▶ _Job_
Please continue the article below on the petitions against the cabinet decision about haredi draft exemptions, starting after its last sentence.

-------- Reading text --------

The cabinet decision removes the right of decision from the minister of defense and grants it unconditionally to the haredi man himself.
The petitioners also said the cabinet decision violated the Basic Law: Freedom and Equality as well as a 1998 High Court ruling that determined that the arrangement whereby draftage haredi men could be exempted from military service had to be based on laws rather than secondary legislation.
Although the two petitions raised similar arguments, Hiddush stressed the alleged illegality in the way the cabinet decision was made.
“We believe it is absolutely clear that no public authority with legal powers may apply them in the way that the cabinet approved the decision,” wrote attorney Yehoshua Schoffman, a former deputy attorney-general, who represents Hiddush.
“A decision-making procedure such as this is inconceivable, that is, one in which a public authority gathers dozens of different and diverse issues that the law has authorized it to deal with and instead of examining each issue individually, decides on the entire package en bloc.”
The Movement for Quality Government stressed the fact that the cabinet decision contradicted an existing law, and said that the law was not a dead letter.

-------- Entries provided --------

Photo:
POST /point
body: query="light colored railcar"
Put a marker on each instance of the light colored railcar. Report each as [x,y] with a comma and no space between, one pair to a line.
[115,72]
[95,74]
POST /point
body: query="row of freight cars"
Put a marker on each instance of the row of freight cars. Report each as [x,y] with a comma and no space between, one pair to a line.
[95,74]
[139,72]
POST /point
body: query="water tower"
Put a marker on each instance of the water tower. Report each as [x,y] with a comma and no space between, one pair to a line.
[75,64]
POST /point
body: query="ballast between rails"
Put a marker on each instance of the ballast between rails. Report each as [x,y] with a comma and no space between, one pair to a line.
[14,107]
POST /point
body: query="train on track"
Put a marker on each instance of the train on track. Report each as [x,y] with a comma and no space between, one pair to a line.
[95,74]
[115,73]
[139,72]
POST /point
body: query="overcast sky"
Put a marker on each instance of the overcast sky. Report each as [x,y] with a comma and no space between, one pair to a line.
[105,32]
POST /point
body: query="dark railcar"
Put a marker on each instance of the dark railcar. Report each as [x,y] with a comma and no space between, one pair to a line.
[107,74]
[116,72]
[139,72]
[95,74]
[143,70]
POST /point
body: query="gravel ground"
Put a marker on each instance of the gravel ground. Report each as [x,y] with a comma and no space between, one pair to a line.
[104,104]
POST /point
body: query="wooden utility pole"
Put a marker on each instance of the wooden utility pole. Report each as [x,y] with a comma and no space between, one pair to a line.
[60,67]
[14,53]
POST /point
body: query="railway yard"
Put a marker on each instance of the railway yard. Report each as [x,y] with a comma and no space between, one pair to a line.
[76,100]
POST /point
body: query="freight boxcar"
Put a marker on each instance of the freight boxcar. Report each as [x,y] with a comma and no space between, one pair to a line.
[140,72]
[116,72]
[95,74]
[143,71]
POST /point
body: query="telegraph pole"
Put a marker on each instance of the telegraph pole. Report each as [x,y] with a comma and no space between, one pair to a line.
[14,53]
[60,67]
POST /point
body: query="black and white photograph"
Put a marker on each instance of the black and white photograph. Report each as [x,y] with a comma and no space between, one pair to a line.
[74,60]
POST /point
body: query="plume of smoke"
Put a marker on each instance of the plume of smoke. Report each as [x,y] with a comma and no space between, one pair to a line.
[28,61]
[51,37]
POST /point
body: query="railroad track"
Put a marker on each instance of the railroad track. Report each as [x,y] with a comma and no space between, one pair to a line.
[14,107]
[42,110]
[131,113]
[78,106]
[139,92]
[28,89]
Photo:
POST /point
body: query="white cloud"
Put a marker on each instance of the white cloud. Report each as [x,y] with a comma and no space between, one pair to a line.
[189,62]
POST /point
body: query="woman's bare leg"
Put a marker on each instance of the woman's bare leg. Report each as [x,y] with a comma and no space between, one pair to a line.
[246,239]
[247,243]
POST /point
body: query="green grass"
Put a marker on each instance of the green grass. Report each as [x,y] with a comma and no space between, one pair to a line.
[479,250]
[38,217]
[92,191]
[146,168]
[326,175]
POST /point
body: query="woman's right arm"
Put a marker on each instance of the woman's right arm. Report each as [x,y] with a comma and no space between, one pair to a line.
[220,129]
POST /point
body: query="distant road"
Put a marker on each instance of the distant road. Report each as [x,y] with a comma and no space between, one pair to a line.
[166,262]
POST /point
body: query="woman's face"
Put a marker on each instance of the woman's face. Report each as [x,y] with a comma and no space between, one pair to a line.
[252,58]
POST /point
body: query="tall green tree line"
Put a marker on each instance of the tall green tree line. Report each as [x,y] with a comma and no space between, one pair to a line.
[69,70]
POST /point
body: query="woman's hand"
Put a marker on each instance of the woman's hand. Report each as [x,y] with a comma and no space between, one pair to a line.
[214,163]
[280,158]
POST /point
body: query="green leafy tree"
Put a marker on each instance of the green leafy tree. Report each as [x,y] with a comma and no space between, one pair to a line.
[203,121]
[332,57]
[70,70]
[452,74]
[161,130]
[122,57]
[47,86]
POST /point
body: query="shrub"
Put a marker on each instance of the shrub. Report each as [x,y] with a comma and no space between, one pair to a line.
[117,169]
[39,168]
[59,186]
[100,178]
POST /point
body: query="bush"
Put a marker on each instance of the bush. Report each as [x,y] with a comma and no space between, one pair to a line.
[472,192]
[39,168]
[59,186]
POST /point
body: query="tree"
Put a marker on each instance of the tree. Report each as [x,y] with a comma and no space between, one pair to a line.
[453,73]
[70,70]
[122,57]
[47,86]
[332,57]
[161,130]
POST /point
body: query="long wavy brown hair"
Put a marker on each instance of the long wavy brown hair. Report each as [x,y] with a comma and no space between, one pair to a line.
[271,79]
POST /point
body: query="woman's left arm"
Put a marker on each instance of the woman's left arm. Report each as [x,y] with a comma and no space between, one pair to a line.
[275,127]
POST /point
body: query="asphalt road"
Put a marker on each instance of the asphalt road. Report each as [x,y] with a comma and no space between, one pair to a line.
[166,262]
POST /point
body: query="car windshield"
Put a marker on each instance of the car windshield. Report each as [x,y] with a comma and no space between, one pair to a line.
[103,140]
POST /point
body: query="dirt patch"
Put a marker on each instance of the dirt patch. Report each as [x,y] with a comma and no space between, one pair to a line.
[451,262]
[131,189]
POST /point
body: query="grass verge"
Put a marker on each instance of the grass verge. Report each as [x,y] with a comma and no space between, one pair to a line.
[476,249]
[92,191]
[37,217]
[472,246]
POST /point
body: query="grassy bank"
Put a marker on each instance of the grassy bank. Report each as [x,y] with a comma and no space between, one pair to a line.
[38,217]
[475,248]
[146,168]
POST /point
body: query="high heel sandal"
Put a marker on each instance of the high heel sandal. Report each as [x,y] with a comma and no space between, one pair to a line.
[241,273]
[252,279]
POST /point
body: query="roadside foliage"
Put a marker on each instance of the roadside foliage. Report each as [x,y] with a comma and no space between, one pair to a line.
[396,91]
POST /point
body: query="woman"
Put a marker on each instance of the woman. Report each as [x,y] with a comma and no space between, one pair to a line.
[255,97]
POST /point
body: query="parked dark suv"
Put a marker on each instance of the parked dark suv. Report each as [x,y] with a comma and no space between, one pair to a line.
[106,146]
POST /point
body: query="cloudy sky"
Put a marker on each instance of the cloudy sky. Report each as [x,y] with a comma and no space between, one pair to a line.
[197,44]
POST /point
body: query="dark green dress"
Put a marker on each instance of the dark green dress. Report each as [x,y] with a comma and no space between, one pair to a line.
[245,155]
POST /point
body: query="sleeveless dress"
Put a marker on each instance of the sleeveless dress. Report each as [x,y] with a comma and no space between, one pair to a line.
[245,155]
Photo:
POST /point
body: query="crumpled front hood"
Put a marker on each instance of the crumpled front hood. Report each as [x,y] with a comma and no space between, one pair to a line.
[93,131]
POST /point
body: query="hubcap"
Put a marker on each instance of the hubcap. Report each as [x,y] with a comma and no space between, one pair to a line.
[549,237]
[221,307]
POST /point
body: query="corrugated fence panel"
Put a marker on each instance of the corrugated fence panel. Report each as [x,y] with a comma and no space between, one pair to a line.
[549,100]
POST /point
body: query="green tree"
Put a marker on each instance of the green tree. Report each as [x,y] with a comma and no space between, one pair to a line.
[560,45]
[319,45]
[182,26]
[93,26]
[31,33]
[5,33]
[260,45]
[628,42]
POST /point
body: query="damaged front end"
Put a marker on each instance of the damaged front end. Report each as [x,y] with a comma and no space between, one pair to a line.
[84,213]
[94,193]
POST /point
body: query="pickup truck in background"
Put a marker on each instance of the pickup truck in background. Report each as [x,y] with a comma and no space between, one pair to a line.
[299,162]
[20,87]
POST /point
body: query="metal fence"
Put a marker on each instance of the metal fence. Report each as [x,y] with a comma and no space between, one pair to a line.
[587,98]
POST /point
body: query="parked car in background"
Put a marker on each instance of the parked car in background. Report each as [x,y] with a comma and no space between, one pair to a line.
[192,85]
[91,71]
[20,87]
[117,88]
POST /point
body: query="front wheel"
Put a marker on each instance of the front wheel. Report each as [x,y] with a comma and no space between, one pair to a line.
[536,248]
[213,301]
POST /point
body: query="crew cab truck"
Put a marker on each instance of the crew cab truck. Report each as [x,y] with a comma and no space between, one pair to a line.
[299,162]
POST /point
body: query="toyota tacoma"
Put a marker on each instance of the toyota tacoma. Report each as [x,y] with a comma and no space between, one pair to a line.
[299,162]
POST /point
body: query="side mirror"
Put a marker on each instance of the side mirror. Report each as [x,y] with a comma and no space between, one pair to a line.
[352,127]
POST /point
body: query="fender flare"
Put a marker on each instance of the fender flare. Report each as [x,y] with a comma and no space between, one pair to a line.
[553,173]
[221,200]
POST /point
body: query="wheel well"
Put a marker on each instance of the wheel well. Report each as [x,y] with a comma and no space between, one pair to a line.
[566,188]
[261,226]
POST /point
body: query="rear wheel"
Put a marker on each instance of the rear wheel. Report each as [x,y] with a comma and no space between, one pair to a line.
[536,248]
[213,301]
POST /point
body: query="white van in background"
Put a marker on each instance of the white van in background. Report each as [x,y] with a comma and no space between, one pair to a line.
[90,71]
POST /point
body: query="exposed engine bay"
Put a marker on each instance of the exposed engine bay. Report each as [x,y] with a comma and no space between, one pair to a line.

--------

▶ _Answer to this problem_
The minister of defense actually did use his discretionary powers to decide which haredi applicant should serve in the army and which could substitute public service for army service, wrote attorneys Eliad Shraga, Tzroya Meidad- Luzon and Dafna Kiro- Cohen. The law had insisted on this to emphasize that military service was more important than public service and that the defense minister, who knew the army’s needs, should be able to determine whether some of the applicants were particularly needed by the army to fill its needs, they wrote.
Not only that, but although the law permits the minister of defense to consider allowing draft-age haredi men to perform public service from the age of 22, the defense minister until now has only allowed those between the ages of 22-26 who are married and have at least one child to do so. He only began to consider the requests of single haredi men from the age of 26.
The cabinet decision allows any draft-age haredi man 22 years of age and older to choose public service, whether he is married or not.